[Entries taken from a collection]
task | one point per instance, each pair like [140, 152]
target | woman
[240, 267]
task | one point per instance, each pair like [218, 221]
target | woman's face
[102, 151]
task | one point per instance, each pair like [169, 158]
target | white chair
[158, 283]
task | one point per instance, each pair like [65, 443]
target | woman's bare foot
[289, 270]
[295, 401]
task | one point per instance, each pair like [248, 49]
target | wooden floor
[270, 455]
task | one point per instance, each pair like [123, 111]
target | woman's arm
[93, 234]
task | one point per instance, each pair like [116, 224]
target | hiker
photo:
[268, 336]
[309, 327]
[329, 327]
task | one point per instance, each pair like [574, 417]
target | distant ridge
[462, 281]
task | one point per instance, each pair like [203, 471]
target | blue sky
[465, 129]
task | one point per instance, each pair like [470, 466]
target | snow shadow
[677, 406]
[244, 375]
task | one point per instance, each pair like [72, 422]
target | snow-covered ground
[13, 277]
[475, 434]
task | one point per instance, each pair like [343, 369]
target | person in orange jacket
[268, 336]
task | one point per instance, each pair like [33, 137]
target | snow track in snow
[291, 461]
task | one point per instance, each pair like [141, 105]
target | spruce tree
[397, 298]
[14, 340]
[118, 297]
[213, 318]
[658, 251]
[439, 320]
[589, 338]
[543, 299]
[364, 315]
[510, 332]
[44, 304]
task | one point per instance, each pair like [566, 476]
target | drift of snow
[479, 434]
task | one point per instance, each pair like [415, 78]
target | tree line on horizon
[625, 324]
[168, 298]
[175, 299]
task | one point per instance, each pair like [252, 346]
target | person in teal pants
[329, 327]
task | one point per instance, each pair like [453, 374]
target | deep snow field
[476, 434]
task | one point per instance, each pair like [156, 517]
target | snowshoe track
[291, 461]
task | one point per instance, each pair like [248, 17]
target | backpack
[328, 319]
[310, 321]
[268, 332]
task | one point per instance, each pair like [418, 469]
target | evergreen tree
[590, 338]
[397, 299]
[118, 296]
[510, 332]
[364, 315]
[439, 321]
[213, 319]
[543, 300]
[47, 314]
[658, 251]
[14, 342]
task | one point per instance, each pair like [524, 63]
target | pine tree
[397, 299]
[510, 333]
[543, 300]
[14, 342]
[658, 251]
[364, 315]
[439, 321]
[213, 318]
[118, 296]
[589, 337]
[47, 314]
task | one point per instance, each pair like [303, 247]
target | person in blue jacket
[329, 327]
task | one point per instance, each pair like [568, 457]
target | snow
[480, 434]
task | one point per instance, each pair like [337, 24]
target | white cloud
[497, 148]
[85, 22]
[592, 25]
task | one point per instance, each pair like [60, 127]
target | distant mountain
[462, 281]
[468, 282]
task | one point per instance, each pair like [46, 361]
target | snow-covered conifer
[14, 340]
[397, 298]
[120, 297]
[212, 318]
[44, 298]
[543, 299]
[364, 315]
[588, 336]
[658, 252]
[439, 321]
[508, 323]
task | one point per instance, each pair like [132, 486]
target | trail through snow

[WHAT IS NEEDED]:
Find "task | one point per instance, each pair like [415, 78]" in the data above, then repeat that line and all lines after it exactly, ending with the final line.

[RESULT BELOW]:
task | one point per instance, each pair like [415, 78]
target | tree line on horizon
[625, 324]
[168, 298]
[175, 299]
task | one point per instance, each pair like [252, 346]
target | person in teal pants
[329, 327]
task | one point per instance, each pair like [453, 374]
target | deep snow field
[476, 434]
task | one point per instance, each pair like [156, 517]
target | snowshoe track
[291, 461]
task | one point per instance, each pair like [248, 17]
target | backpack
[328, 319]
[310, 321]
[268, 332]
task | one point per instance, each pair like [418, 469]
target | evergreen tree
[590, 338]
[397, 299]
[118, 296]
[510, 332]
[364, 315]
[439, 321]
[213, 319]
[543, 300]
[47, 314]
[658, 251]
[14, 342]
task | one point per instance, each pair like [524, 63]
target | pine tree
[397, 299]
[510, 333]
[543, 300]
[14, 342]
[658, 251]
[364, 315]
[439, 321]
[213, 318]
[118, 296]
[589, 337]
[47, 314]
task | one point per instance, each pair like [303, 247]
target | person in blue jacket
[329, 327]
task | one point per instance, each pair like [568, 457]
target | snow
[480, 434]
task | one point per instance, each pair like [337, 24]
target | white cloud
[497, 148]
[85, 22]
[592, 25]
task | one point per instance, each pair like [60, 127]
target | distant mountain
[462, 281]
[468, 282]
task | one point per instance, each pair like [46, 361]
target | snow-covered conifer
[14, 340]
[397, 298]
[120, 297]
[212, 318]
[44, 298]
[543, 299]
[364, 315]
[588, 336]
[658, 252]
[439, 321]
[508, 323]
task | one point per instance, each pair like [132, 486]
target | trail through snow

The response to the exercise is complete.